WHAT IS NEEDED:
Using the entries below, transcribe exactly the line containing "[mark] the barn wall" and each line that follows it to the end.

PROVIDED ENTRIES:
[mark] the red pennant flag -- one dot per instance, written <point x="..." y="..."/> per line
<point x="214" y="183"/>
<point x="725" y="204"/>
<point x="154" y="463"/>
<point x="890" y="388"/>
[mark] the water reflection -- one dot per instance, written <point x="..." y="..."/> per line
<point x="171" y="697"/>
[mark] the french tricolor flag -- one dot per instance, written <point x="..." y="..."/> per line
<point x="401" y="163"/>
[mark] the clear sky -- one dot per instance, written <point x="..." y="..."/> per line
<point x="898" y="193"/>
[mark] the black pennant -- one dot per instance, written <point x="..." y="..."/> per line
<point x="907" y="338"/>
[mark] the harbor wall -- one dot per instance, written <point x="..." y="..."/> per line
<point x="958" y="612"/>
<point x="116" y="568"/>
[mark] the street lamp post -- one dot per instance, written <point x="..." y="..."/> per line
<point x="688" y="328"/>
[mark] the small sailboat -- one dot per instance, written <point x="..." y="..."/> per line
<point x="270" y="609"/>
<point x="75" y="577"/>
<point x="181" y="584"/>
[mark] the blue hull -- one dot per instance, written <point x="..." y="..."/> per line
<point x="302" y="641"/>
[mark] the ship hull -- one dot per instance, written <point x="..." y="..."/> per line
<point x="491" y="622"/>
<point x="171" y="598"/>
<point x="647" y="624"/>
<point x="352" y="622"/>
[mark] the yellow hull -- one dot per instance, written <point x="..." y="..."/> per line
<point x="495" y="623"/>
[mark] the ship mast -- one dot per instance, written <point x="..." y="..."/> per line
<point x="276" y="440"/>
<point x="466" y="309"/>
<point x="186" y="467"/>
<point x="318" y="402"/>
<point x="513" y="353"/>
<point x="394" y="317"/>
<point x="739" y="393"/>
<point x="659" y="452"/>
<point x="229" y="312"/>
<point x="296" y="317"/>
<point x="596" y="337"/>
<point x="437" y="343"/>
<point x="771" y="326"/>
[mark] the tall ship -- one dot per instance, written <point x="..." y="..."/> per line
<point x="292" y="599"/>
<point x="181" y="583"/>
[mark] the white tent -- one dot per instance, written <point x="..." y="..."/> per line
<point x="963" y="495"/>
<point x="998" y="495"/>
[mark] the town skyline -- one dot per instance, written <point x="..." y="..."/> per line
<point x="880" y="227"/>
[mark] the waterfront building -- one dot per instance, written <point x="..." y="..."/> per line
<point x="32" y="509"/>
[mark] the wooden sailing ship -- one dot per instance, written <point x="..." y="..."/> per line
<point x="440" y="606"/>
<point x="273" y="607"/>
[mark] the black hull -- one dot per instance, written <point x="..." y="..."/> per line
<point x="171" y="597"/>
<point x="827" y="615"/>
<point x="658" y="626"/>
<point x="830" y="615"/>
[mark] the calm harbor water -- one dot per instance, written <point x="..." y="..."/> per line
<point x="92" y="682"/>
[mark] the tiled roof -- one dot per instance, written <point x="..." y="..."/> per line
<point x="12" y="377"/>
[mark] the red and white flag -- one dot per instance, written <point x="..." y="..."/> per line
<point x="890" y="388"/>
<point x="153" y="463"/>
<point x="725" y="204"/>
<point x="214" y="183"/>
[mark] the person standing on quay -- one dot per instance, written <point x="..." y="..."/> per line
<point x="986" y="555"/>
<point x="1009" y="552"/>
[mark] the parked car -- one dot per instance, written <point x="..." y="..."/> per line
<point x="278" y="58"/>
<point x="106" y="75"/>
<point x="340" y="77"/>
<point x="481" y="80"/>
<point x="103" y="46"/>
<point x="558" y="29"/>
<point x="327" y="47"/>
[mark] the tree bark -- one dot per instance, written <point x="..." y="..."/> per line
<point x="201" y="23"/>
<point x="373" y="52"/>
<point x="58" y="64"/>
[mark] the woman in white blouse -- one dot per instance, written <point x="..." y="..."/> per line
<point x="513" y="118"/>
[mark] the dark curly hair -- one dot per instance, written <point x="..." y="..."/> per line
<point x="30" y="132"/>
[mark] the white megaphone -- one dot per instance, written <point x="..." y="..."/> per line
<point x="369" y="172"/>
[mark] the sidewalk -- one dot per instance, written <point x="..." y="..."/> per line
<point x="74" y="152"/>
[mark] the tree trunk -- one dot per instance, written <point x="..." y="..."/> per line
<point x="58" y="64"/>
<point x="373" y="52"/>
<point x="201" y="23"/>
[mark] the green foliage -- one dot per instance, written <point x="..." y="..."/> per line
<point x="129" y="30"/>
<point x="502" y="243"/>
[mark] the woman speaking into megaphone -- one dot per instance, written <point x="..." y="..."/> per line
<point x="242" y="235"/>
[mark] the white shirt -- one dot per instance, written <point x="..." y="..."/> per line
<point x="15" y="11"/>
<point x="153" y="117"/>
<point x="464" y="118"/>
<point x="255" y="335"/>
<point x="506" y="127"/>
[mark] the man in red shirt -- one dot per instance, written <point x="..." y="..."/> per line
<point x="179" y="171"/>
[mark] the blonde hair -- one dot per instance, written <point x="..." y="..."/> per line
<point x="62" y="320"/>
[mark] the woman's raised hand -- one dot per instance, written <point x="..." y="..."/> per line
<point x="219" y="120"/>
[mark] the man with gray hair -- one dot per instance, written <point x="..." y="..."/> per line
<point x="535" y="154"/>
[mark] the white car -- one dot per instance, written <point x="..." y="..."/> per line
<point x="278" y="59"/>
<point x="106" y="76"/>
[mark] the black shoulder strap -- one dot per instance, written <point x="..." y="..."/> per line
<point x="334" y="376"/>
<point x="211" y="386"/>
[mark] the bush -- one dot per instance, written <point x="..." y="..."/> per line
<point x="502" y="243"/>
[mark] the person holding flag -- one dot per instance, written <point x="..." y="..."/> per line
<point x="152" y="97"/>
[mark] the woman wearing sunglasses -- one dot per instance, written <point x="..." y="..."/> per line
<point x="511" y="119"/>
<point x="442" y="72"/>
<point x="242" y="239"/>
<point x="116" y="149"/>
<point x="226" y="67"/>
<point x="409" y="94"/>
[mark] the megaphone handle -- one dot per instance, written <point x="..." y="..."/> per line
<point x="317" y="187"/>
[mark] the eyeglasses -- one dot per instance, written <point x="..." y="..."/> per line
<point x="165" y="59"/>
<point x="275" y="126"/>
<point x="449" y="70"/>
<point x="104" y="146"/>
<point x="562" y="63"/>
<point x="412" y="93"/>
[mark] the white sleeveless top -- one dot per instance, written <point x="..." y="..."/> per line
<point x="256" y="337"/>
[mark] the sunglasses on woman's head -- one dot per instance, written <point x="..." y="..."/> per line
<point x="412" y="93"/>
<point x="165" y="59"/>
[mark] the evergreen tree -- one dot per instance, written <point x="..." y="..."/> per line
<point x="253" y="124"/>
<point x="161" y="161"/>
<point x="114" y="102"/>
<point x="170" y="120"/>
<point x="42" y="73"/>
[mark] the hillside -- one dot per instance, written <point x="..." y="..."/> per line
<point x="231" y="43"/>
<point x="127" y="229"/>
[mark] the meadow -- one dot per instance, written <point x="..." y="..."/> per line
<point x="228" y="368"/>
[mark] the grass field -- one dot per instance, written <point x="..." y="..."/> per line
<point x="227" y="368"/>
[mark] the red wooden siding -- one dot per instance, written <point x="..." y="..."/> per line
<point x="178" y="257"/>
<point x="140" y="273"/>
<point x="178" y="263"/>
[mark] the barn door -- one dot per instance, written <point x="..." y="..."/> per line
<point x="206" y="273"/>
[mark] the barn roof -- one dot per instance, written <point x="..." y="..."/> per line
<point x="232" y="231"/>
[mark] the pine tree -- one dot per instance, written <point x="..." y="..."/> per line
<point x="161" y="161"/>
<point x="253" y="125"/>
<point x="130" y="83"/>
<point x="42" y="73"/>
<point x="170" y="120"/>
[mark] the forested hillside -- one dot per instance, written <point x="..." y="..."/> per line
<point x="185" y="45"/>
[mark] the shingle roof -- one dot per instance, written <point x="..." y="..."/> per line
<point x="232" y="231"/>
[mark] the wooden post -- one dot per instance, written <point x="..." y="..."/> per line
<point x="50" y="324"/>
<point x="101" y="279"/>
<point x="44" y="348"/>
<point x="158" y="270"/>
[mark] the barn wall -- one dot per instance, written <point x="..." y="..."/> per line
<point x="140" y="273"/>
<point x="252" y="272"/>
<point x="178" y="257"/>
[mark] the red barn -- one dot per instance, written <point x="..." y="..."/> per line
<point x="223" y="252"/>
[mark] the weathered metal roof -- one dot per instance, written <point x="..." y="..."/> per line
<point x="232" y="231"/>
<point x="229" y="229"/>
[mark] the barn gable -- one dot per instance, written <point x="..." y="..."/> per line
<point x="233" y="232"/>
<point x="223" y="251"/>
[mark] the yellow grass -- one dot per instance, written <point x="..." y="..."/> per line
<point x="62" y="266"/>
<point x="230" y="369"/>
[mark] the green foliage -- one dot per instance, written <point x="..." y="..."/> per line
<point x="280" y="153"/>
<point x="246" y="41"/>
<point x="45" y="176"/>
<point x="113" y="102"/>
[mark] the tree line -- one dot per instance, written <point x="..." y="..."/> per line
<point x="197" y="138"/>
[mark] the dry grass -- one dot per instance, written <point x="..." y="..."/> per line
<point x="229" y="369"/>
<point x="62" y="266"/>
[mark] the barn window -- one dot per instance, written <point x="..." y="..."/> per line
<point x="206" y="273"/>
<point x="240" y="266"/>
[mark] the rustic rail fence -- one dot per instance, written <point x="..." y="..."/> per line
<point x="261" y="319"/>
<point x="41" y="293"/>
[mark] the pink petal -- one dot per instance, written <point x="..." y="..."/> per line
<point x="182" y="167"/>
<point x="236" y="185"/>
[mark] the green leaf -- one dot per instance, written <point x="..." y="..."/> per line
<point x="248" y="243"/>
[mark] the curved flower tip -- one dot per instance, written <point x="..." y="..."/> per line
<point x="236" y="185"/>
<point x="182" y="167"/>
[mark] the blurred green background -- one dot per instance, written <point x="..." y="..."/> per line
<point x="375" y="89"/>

SOLUTION TO THIS TASK:
[mark] the barn wall -- one dot per instance, written <point x="..." y="..."/> per line
<point x="140" y="273"/>
<point x="252" y="272"/>
<point x="178" y="257"/>
[mark] the red barn -- one dot per instance, written <point x="..." y="..."/> per line
<point x="223" y="252"/>
[mark] the weathered metal roof -- one dot per instance, written <point x="..." y="..."/> per line
<point x="232" y="231"/>
<point x="229" y="229"/>
[mark] the barn gable -- one dot per instance, written <point x="..." y="..."/> per line
<point x="233" y="232"/>
<point x="223" y="251"/>
[mark] the yellow grass -- one dot per instance, written <point x="..." y="..."/> per line
<point x="62" y="266"/>
<point x="230" y="369"/>
[mark] the green foliage -- one dot per instance, written <point x="..." y="..."/> per line
<point x="280" y="153"/>
<point x="246" y="41"/>
<point x="45" y="176"/>
<point x="113" y="102"/>
[mark] the tree line -- one dot per instance, written <point x="..." y="..."/> per line
<point x="197" y="138"/>
[mark] the dry grass -- one dot per instance, written <point x="..." y="..."/> per line
<point x="229" y="369"/>
<point x="62" y="266"/>
[mark] the barn window -- one dot per instance, written <point x="..." y="..."/> per line
<point x="206" y="273"/>
<point x="240" y="266"/>
[mark] the rustic rail fence -- one dot per instance, written <point x="..." y="..."/> per line
<point x="261" y="319"/>
<point x="41" y="293"/>
[mark] the pink petal -- one dot per instance, written <point x="..." y="..."/> per line
<point x="182" y="167"/>
<point x="236" y="185"/>
[mark] the green leaf -- one dot per instance, written <point x="..." y="..."/> per line
<point x="248" y="243"/>
[mark] the curved flower tip -- one dot per instance, written <point x="..." y="..."/> per line
<point x="236" y="185"/>
<point x="182" y="167"/>
[mark] the blurred green background -- one dot per instance, written <point x="..." y="..."/> per line
<point x="375" y="89"/>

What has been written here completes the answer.